3. LINHAS DE ORIENTAÇÃO E AÇÃO
Temos que partir de um princípio que norteia a humanidade na sua dimensão tridimensional: nós somos éthos (Ήθος), isso é, a casa do coração, a casa da nossa identidade, da nossa sacralidade mais intima, do nosso núcleo, do nosso centro, do nosso mais puro “eu sou” à nossa forte subjetividade. Nós somos ética (Ηθική), e isso significa a casa dos nossos valores, virtudes e princípios, a nossa dimensão relacional e fraterna. Nós somos óikos (ΟΙΚΟΣ), a casa do mundo, do circundante, a nossa consciência e vivência planetária.
Esse tríplice olhar sobre a realidade é um olhar espiritual que instaura a amplidão do olhar: do imediato visível ao olhar com os olhos do Espírito. Esse olhar parte de dois pontos de vista: o olhar a partir da Mística (muien, mistikós), o olhar profundo que penetra o interior de todos os seres e da realidade. O olhar que desvela o Ser que nos faz ser. O Ser que tudo sustenta e tudo governa. E o olhar a partir da Poética (póesis), que vem de emoção, admiração, encantamento, simplicidade, consanguinidade. O olhar que consegue perceber o acabamento mais íntimo e perfeito de todas as coisas.

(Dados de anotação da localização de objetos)
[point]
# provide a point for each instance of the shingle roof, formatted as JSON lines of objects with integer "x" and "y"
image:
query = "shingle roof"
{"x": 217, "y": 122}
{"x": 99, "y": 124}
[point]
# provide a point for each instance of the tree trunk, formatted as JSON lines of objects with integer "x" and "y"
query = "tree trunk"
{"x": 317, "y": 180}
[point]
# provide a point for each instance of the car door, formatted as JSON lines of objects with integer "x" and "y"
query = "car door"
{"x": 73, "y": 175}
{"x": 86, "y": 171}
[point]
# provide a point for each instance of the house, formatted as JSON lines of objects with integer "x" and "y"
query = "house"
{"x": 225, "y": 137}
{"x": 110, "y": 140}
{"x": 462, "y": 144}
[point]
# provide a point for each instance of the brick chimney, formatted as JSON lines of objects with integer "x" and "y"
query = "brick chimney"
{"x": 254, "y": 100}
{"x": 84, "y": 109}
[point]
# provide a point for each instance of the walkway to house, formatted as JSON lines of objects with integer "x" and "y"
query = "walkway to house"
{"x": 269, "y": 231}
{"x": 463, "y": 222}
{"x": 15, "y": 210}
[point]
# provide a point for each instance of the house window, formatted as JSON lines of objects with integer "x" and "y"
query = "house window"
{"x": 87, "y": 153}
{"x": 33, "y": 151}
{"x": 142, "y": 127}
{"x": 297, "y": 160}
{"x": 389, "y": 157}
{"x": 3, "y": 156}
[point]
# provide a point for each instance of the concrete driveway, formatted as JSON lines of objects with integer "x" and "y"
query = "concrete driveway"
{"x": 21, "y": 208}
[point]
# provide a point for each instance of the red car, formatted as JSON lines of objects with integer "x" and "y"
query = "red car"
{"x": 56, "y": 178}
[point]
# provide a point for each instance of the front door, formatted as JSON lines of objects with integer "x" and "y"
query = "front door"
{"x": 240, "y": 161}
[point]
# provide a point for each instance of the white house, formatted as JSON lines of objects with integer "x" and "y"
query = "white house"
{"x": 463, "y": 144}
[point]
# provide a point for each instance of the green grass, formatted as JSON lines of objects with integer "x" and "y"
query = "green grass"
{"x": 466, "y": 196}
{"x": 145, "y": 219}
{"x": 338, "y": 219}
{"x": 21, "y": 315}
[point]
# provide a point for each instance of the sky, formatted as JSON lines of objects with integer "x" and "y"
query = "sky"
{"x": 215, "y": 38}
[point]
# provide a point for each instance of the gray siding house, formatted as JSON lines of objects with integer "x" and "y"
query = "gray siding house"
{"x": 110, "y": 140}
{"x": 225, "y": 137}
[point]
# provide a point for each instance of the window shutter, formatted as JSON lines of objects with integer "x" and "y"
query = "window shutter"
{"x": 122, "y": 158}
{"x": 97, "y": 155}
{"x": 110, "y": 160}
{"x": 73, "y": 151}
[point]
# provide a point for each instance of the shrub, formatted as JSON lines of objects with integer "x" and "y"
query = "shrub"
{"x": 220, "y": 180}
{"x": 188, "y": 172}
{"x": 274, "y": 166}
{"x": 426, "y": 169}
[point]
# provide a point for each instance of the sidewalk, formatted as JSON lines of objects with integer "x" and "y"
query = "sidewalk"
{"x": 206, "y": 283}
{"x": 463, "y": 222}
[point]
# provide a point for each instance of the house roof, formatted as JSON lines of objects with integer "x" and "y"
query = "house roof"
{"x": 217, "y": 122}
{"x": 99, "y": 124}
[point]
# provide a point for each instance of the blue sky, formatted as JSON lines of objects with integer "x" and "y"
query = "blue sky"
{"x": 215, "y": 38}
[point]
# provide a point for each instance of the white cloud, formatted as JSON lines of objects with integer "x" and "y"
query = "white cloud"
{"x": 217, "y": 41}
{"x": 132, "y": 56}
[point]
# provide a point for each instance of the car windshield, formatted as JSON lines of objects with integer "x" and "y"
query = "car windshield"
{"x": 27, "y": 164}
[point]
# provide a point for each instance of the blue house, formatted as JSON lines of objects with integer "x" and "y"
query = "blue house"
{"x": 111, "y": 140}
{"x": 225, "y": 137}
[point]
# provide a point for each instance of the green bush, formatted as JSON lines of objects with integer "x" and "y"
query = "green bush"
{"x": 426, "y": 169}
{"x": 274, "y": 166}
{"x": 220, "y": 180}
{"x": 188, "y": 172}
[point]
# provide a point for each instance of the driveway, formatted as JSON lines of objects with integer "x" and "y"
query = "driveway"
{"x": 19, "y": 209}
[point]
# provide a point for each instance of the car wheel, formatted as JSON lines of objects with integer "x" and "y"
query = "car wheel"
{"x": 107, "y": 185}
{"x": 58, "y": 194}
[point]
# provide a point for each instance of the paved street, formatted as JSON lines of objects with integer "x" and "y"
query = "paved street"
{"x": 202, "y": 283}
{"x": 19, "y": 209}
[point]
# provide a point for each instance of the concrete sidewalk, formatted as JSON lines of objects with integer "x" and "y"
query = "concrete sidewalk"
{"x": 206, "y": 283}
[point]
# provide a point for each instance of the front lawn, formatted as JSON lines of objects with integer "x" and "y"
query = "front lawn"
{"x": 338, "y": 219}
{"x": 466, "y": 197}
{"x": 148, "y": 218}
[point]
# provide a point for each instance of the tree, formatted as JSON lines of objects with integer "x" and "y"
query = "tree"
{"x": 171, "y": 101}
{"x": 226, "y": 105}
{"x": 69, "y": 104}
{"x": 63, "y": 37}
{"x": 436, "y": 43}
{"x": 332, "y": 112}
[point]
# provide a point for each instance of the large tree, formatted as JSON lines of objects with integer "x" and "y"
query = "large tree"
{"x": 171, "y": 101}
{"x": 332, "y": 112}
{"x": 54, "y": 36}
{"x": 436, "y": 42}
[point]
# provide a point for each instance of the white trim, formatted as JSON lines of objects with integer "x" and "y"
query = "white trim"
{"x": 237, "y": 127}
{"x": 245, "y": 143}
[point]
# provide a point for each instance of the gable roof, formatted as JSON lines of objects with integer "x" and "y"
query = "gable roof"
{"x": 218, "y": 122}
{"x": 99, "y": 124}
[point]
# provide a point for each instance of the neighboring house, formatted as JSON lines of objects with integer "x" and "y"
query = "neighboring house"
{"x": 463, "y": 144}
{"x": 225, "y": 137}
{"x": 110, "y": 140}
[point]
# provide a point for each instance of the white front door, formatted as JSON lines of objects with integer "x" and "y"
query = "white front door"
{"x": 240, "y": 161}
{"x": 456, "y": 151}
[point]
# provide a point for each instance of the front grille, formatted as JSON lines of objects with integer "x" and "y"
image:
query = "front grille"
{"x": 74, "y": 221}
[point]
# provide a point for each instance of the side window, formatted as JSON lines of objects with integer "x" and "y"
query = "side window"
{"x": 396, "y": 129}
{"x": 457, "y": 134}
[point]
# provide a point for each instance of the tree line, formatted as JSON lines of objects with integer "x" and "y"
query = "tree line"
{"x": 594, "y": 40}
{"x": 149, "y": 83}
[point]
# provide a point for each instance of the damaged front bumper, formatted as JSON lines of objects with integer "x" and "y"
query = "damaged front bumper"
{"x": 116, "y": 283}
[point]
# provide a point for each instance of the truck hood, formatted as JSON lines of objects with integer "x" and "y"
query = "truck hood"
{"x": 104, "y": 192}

> [Instruções da tarefa] Por favor, prolongue o trecho sobre éthos, ética e óikos a partir da última frase apresentada.

> [Resposta escrita]
O Dom de Existir é estar na mesma casa, sentir-se bem na mesma casa e cuidar da harmonia da casa. É conviver e não usar a partir de sistemas utilitários. É estar no mundo e ir pelo mundo, refazer o itinerário da existência. Tudo é um caminho que sai e retorna para o seu único lugar: o lugar sagrado. Quem escreveu o livro do Gênesis fez este percurso. É uma via metafísica, isto é, um movimento de espírito para compreender a realidade.
Tudo sai do Todo, tudo revela a sua face e faz o retorno ao Sagrado. É a origem de Deus como causa eficiente. É perceber as manifestações, as Hierofanias, desdobramentos de forças que vem de uma ação divina, os vestígios e imagens deste Deus como causa exemplar e causa final. Por isso, estamos aqui refletindo tal caminho que chamamos Espiritualidade e Ecologia, uma cosmovisão muito especifica, a mística da casa.
O que é a mística da casa? A mística nos dá um modo singular de pensar a existência e, com isso, podemos tratar um pensamento místico, de uma filosofia mística, de uma postura mística que perpassa um modo religioso de estar no mundo. A mística gera uma forte espiritualidade e é aqui (na mística e na espiritualidade) que uma experiência se articula e faz uma ponte entre o mundo vivencial e o mundo da fala.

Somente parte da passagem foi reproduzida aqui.